[Entries from a point annotation set]
((

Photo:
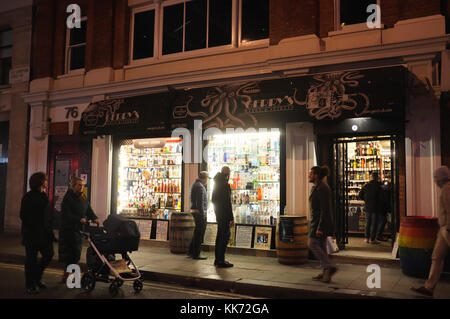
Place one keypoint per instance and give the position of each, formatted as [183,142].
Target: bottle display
[150,180]
[254,160]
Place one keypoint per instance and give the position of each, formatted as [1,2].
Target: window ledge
[260,44]
[353,28]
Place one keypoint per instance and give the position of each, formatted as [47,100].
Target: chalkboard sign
[286,230]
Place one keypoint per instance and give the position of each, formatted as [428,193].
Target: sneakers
[328,274]
[222,264]
[423,291]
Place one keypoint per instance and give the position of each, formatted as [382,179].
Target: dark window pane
[354,11]
[78,36]
[144,30]
[195,25]
[5,66]
[219,22]
[77,57]
[173,29]
[255,20]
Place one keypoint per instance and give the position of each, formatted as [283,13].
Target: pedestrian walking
[442,245]
[321,224]
[372,195]
[37,233]
[221,199]
[75,210]
[199,207]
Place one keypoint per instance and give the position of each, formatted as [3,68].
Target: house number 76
[71,112]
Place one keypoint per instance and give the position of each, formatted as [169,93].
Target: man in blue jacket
[199,207]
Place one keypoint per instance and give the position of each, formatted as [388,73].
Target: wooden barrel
[181,231]
[292,240]
[415,244]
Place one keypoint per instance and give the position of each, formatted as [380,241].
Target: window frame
[156,7]
[351,27]
[68,50]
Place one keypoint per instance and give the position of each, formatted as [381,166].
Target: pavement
[255,276]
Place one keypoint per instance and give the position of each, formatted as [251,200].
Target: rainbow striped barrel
[415,244]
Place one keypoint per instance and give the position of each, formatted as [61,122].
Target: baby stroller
[119,235]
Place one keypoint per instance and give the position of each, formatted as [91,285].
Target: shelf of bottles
[365,159]
[254,160]
[150,178]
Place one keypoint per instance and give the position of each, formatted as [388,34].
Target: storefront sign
[244,236]
[330,96]
[263,237]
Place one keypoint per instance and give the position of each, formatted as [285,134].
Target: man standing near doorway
[442,245]
[221,199]
[199,207]
[372,195]
[321,224]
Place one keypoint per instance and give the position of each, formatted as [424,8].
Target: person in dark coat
[37,233]
[372,194]
[75,211]
[221,199]
[199,207]
[321,222]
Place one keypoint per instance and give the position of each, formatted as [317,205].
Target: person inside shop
[37,232]
[75,211]
[372,195]
[221,198]
[386,208]
[442,245]
[322,223]
[199,207]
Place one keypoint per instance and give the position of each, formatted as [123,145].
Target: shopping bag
[331,245]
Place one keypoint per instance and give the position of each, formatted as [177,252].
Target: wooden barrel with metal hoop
[180,232]
[292,240]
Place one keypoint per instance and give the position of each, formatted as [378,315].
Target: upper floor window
[5,55]
[76,47]
[353,12]
[196,24]
[254,20]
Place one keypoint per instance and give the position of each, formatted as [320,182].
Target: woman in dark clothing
[75,211]
[37,233]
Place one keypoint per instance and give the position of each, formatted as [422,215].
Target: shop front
[258,129]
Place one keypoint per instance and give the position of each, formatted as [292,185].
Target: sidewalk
[255,276]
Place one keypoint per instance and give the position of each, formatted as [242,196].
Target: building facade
[160,56]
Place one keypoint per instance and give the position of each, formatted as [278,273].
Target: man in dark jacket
[75,210]
[37,233]
[321,222]
[199,207]
[372,194]
[221,199]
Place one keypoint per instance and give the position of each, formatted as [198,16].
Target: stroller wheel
[113,289]
[88,281]
[137,285]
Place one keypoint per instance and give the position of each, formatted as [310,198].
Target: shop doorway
[355,159]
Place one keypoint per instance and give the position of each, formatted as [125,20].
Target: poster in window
[263,237]
[210,234]
[161,230]
[244,236]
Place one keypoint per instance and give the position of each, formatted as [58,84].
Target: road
[12,285]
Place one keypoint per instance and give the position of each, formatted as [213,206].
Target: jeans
[371,225]
[199,232]
[222,238]
[33,268]
[318,246]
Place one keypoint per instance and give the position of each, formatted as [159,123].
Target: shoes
[318,277]
[328,274]
[41,285]
[423,291]
[223,264]
[32,291]
[199,257]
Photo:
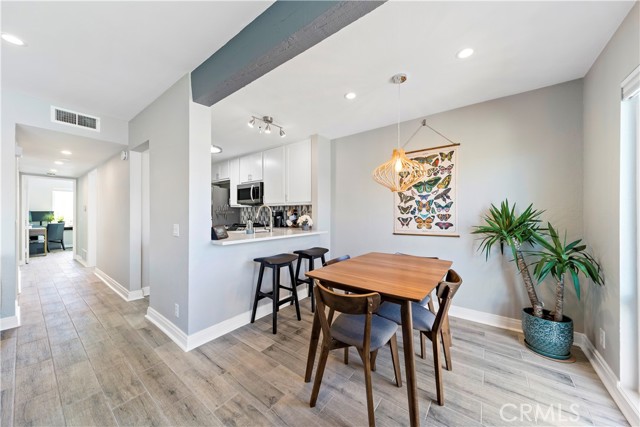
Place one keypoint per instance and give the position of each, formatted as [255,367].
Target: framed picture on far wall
[430,207]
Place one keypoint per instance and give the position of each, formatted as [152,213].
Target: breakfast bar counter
[260,235]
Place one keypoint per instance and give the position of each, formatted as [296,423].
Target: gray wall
[81,225]
[526,147]
[112,240]
[165,125]
[602,191]
[16,109]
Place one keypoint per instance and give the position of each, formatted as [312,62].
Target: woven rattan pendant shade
[399,173]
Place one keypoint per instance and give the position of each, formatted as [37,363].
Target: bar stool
[311,255]
[275,262]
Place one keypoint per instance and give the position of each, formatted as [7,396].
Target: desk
[397,278]
[35,232]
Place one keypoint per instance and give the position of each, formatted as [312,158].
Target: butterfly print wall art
[429,207]
[404,210]
[404,222]
[405,198]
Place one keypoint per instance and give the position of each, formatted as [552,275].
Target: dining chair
[346,350]
[355,326]
[55,234]
[335,260]
[430,324]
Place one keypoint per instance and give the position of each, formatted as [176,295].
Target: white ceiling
[106,59]
[519,46]
[42,147]
[114,58]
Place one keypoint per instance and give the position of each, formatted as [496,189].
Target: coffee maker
[278,219]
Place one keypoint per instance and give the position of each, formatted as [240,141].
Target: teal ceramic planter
[547,337]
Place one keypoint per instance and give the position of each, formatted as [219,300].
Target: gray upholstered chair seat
[348,328]
[425,301]
[423,319]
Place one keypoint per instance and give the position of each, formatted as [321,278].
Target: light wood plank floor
[86,357]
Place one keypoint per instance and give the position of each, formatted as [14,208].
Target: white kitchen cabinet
[234,178]
[274,176]
[251,167]
[298,173]
[220,171]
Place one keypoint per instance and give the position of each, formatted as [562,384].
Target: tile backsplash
[250,212]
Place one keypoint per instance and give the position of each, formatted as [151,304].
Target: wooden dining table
[397,278]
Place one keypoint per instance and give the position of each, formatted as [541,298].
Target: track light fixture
[267,121]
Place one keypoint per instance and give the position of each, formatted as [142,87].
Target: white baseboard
[486,318]
[12,321]
[81,260]
[625,402]
[622,397]
[189,342]
[166,326]
[123,292]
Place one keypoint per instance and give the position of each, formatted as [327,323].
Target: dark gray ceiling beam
[284,30]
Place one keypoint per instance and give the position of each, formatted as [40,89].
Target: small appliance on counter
[278,219]
[242,227]
[250,194]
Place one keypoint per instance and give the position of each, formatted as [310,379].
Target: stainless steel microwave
[250,194]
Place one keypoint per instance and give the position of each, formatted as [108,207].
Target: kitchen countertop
[240,237]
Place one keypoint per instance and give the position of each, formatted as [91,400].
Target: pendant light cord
[398,115]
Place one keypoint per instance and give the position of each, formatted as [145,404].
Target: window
[629,227]
[63,205]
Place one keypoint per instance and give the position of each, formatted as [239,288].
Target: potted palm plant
[552,335]
[503,227]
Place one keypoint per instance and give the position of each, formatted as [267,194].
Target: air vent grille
[72,118]
[88,122]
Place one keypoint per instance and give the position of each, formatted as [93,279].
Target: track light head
[264,125]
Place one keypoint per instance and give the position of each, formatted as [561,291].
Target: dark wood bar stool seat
[311,255]
[276,262]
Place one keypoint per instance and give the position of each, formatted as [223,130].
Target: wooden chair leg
[313,346]
[437,365]
[393,343]
[294,291]
[275,293]
[367,379]
[319,373]
[446,332]
[256,298]
[374,356]
[447,353]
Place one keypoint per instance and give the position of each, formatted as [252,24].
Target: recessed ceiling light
[12,39]
[464,53]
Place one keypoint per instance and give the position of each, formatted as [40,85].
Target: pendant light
[399,173]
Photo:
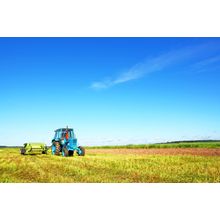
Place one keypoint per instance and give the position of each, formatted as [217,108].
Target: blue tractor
[65,143]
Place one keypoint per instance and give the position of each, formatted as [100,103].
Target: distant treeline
[9,147]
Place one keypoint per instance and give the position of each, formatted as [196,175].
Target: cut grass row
[107,168]
[165,145]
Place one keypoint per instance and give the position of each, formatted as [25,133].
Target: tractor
[65,143]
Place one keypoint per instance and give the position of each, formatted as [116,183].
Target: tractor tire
[58,150]
[66,152]
[83,152]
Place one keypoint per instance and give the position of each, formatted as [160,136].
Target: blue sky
[110,90]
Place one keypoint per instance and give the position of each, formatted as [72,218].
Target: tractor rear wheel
[66,152]
[83,151]
[23,151]
[58,149]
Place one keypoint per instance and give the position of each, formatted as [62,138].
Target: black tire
[58,149]
[83,152]
[71,153]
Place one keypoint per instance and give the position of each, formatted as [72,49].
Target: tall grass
[164,145]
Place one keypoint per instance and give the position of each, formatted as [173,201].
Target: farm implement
[34,148]
[64,144]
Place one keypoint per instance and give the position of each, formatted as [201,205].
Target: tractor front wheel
[83,152]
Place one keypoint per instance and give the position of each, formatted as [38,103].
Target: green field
[109,168]
[207,144]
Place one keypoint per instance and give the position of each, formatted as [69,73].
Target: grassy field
[211,144]
[109,168]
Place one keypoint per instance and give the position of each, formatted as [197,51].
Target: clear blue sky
[110,90]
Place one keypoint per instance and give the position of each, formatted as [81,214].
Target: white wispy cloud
[207,64]
[150,65]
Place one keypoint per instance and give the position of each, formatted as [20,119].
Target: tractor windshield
[64,134]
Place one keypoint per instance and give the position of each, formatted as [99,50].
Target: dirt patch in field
[167,151]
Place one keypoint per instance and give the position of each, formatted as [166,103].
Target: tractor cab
[65,143]
[64,133]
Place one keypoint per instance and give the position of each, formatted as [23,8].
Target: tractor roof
[64,129]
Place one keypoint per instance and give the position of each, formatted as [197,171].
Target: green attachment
[34,148]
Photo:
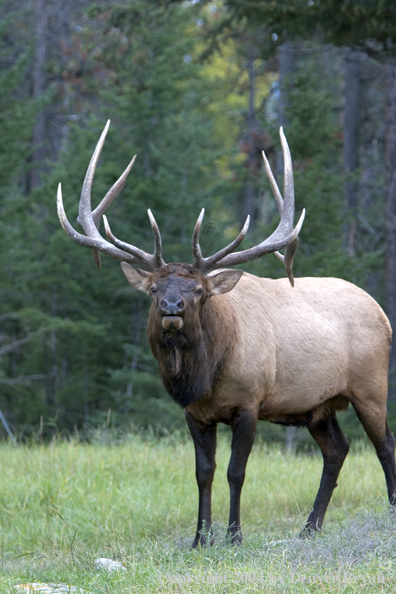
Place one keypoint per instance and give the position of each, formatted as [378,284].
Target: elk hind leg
[334,447]
[204,438]
[243,432]
[373,419]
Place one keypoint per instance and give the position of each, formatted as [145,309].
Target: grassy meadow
[65,504]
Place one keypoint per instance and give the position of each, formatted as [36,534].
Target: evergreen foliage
[73,347]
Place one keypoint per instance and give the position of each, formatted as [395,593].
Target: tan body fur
[294,349]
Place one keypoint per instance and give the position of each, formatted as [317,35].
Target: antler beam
[89,220]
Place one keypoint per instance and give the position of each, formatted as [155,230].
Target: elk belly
[172,322]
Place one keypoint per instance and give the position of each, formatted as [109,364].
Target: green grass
[65,504]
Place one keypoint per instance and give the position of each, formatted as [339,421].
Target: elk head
[177,290]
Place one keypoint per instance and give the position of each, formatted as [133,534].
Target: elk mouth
[172,322]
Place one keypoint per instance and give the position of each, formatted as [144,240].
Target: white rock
[109,564]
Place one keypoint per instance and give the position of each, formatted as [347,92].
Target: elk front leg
[243,432]
[204,437]
[334,446]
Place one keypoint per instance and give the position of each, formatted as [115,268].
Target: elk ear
[139,279]
[222,282]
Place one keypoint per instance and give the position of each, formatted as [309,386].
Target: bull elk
[234,348]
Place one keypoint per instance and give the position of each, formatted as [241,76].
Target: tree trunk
[390,214]
[286,63]
[249,193]
[38,88]
[351,144]
[286,59]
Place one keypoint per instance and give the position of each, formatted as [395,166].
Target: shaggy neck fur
[189,360]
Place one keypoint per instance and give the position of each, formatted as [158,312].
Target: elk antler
[89,220]
[283,236]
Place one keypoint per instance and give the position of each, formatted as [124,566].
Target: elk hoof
[172,322]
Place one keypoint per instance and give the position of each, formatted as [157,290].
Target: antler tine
[90,220]
[283,235]
[93,243]
[206,264]
[150,260]
[274,185]
[111,194]
[157,256]
[196,248]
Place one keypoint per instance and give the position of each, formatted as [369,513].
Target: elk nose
[171,306]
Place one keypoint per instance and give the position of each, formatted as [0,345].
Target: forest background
[197,89]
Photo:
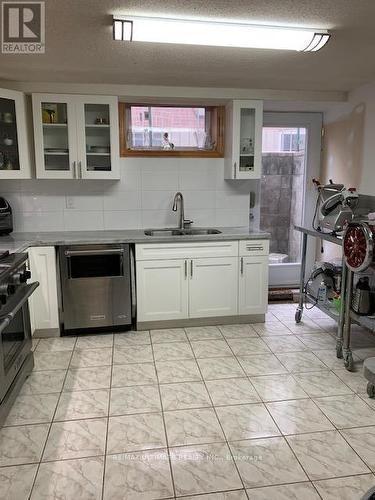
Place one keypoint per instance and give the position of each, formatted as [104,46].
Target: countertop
[19,242]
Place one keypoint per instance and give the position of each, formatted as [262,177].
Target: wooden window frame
[217,127]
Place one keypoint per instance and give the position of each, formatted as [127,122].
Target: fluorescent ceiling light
[180,31]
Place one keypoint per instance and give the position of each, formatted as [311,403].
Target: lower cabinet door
[44,313]
[162,290]
[213,286]
[253,285]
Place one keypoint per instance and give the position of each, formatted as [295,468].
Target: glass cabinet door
[9,147]
[55,136]
[247,140]
[98,137]
[98,132]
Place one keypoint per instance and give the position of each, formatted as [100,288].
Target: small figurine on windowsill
[166,142]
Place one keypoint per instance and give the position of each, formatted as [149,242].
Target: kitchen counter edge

))

The lines to write out run from the one containing "formatted as [309,386]." through the final line of the material above, both included; write them out exactly, with no pictures.

Place one keypoint per instance and give the position of each, formatted as [309,386].
Target: bull elk
[234,348]
Place one keypoint per instance and give the position of each, formatted as [241,76].
Target: tree trunk
[390,214]
[286,63]
[249,193]
[38,88]
[351,144]
[286,59]
Place one keypoint per instance and give the position of each, formatted as [395,166].
Target: shaggy neck fur
[189,360]
Place one keypoint per instance and give the position of each, formatted as [158,312].
Target: elk antler
[89,220]
[283,236]
Place one keypoint per instance and give the position of each, formatted as [124,566].
Target: elk hoof
[172,322]
Place one keypoint per instance and give the position of each, formatted as [157,290].
Target: antler tine
[90,220]
[283,235]
[93,243]
[206,264]
[150,260]
[274,185]
[111,194]
[157,256]
[196,248]
Place one keypoint per instance and give the position of each, formatted as [369,513].
Target: elk nose
[171,306]
Place one keypoint per instance and give the position of each, formatted as [0,345].
Target: forest background
[197,89]
Photo:
Place one keypoint per instance and give the position of each, formatted as [104,46].
Target: countertop
[19,242]
Place one keypoint per instance and give the position of each, formatted as [262,177].
Target: wooden window frame
[217,127]
Place one keypoint per instance and give the position of each, formatted as [127,122].
Target: fluorescent ceiling light
[180,31]
Place one keypoint per instance and give the position of each, formatted as [311,403].
Target: lower cabinet door
[44,313]
[162,290]
[213,286]
[253,285]
Place one keypoint per instance and give the position of each, formatted as [295,468].
Target: glass cabinet door
[9,147]
[55,136]
[247,140]
[98,137]
[98,132]
Place one keypoint per instance and give the position of each, formatted as [100,288].
Target: small figurine on windowsill
[166,142]
Place one keypoint per instance and give the position of each, formatted as [149,242].
Target: kitchen counter edge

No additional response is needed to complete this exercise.